(Object position labeling entries)
>>>

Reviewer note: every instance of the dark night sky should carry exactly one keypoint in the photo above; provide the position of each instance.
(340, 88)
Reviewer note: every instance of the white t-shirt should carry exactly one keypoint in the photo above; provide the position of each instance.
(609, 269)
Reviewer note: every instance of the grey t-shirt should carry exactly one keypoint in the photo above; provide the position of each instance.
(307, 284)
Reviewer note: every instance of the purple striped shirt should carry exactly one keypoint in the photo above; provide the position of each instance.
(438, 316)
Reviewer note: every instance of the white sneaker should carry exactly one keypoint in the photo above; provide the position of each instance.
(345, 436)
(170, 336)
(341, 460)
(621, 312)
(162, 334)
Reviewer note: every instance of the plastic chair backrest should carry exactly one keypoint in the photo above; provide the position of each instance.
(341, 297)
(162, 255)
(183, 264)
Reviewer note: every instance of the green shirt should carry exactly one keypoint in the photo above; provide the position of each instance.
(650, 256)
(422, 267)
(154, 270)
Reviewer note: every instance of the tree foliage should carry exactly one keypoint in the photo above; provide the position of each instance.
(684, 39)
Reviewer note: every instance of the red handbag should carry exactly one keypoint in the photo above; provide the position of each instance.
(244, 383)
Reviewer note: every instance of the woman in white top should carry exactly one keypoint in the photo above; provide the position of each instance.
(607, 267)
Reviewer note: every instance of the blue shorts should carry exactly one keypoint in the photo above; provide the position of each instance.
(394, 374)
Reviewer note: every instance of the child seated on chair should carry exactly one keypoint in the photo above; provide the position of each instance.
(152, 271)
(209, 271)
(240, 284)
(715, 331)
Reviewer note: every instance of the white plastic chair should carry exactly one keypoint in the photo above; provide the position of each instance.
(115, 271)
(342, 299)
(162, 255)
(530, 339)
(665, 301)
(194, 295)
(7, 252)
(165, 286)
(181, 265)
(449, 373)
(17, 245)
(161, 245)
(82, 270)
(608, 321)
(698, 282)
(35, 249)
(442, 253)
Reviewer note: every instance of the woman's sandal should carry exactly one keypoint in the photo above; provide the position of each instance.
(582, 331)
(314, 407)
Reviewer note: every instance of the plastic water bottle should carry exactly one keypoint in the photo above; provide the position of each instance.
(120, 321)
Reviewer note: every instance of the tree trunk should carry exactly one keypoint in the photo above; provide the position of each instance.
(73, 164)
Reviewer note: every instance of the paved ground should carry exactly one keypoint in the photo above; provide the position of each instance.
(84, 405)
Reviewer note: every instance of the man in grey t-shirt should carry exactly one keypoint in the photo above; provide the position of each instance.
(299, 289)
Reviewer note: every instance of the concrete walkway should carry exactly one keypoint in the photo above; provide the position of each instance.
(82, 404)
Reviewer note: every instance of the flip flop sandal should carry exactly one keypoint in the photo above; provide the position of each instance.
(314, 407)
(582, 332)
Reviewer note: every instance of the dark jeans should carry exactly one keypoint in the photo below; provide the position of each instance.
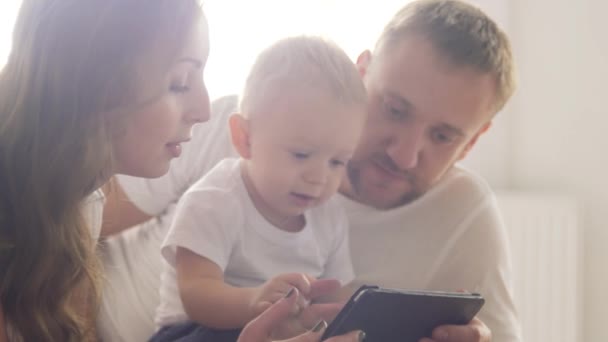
(194, 332)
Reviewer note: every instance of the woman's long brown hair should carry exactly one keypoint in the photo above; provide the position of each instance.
(72, 63)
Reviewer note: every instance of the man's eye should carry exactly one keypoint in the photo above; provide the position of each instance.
(300, 155)
(442, 138)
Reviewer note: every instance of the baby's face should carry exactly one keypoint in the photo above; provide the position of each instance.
(299, 149)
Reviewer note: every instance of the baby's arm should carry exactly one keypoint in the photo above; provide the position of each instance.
(208, 300)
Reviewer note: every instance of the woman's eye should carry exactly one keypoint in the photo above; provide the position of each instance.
(300, 155)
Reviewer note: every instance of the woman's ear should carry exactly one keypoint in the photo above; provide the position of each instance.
(239, 133)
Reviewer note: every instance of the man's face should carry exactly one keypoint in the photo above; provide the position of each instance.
(424, 114)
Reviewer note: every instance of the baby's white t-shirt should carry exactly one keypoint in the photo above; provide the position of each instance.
(217, 219)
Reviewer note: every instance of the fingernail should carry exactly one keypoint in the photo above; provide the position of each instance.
(322, 325)
(441, 335)
(290, 292)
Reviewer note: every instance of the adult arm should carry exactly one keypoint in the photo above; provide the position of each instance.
(480, 262)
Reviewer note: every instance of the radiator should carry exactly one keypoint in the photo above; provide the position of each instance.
(545, 233)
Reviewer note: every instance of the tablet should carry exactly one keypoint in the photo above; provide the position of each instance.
(400, 315)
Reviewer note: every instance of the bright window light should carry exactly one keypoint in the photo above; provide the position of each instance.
(240, 29)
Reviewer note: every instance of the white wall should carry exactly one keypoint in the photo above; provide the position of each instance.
(559, 123)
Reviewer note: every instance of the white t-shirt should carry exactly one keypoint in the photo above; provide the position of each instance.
(217, 219)
(133, 263)
(451, 239)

<<<

● **Set problem**: Output all of the records exactly as they appear above, but not the pictures.

● **Finished task**:
Reviewer note: every instance of the dark night sky should carry exactly one keypoint in the photo above; provide the position of each instance.
(340, 88)
Reviewer note: every instance of the white t-shirt should carry exactly one keypoint in the photo above; provide the position of each instance.
(609, 269)
Reviewer note: every instance of the grey t-shirt should carry exactly one keypoint in the photo above; provide the position of each instance.
(307, 284)
Reviewer note: every instance of the purple striped shirt should carry exactly one keypoint in the photo above; provide the position of each instance.
(438, 316)
Reviewer note: every instance of the white sneaker should carry exactly one keypoint in the photo above; provide the position of each instance.
(345, 436)
(170, 336)
(341, 460)
(621, 312)
(162, 334)
Reviewer note: every instance of the plastic chair backrest should carry exactly one keypoint in the photo above; provide the position of each instance.
(341, 297)
(162, 255)
(183, 264)
Reviewer note: every instance of the green shirt should carry exactly one keypoint in the photo above; provide the position of each instance.
(650, 256)
(422, 267)
(154, 270)
Reviewer note: every instance of the tree foliage should carry exactly one keypoint in the photo above; provide the position of each instance.
(684, 39)
Reviewer note: every instance of the red handbag should carry exactly one keypoint in the photo above; provide the position of each instance.
(244, 383)
Reviewer note: every instance of the woman in white top should carry exactly one keypoint in the photo above; provide the position of each instance.
(607, 267)
Reviewer note: every instance of the blue shorts should carry exactly one keypoint in the photo above; provide the position of each instance.
(394, 374)
Reviewer note: every instance of the child seated on chair should carry exactly one keypoint in the photo above; provide the position of each instance.
(152, 271)
(209, 271)
(240, 284)
(715, 331)
Reviewer note: every instance of the white plastic chair should carry exactly one keypoint in the photo above; provide the position of each instance.
(115, 271)
(342, 299)
(162, 255)
(530, 339)
(665, 301)
(194, 295)
(7, 252)
(165, 286)
(181, 265)
(449, 373)
(17, 245)
(161, 245)
(82, 270)
(608, 321)
(698, 282)
(35, 249)
(442, 253)
Reviewer note: every instance of the woman's sandal should carry exactly one keypoint in the photo above; provide the position of each instance.
(582, 331)
(314, 407)
Reviewer note: every instance of the plastic water bottle should carry exactly one keypoint in the photo above; provide the position of each instance.
(120, 321)
Reviewer note: every instance of the tree trunk should carry exactly one keypoint in the photo above; provide the position of each instance.
(73, 164)
Reviewer note: every instance of the paved ground should carry exactly one keypoint in the photo above; provide the position of each instance.
(84, 405)
Reviewer note: every instance of the man in grey t-shirt should carry exactly one keypoint in the photo above; provide the position of each instance.
(299, 289)
Reviewer note: every instance of the concrete walkway should carry exactly one keypoint in the photo above; provide the position of each instance.
(82, 404)
Reviewer note: every instance of the flip flop sandal should carry exactly one keypoint in the photo above; provide the position of each instance.
(314, 407)
(582, 332)
Reviewer note: every instance of the dark jeans should carry exactly one keypoint in the photo below; provide the position of each instance.
(194, 332)
Reviewer note: every instance of the woman's long brown hair should carry exactly one keypoint in the photo above; provide the position of each instance.
(72, 63)
Reviewer note: every instance of the man's eye should carry exactly one keypoint in the photo above; provide the position of each instance.
(300, 155)
(442, 138)
Reviewer note: every instance of the baby's face should carry exactly one keypoint in the photo above; provide the position of each instance.
(299, 149)
Reviewer note: every instance of the baby's arm should carry exactly one keypoint in the photo above; provide the position of each instance.
(208, 300)
Reviewer note: every instance of the woman's eye should carry exactly one keypoint in the photo above; provide the position of each instance.
(300, 155)
Reviewer note: every instance of the woman's ear should carry exactly one keypoint in the photo above; provide the position of each instance.
(239, 133)
Reviewer note: every instance of the man's face should carry exactly one keypoint in the photo above; provide the position of each instance.
(424, 114)
Reviewer note: every instance of the baby's white t-shirt should carry exactly one keypoint in the photo above; provide the position of each instance.
(217, 219)
Reviewer note: every instance of the fingernail should carry exactly one keypoint in the photo above; provide the position of each instance.
(322, 325)
(441, 335)
(290, 292)
Reviewer note: every instance of the adult arm should carry exactly one keypoint in the photo above; provide the position of each instance.
(480, 262)
Reviewer note: every instance of the radiator should carry exactly one keypoint in the photo above; provide the position of each instance.
(545, 233)
Reviewer note: every instance of the tablet should carry exactly one keypoint in the photo above; provide the position of each instance.
(400, 315)
Reviewer note: every instance of the bright window light should carry exactly one keypoint in the photo above; provide the position of each instance.
(240, 29)
Reviewer note: every instance of the white wall should carry exactly one keypoint in the photo above; provide the position of each instance.
(559, 123)
Reviewer note: every instance of the white t-shirt should carry exactly one keypoint in the photo above; provide the position of each instance.
(217, 219)
(133, 263)
(451, 239)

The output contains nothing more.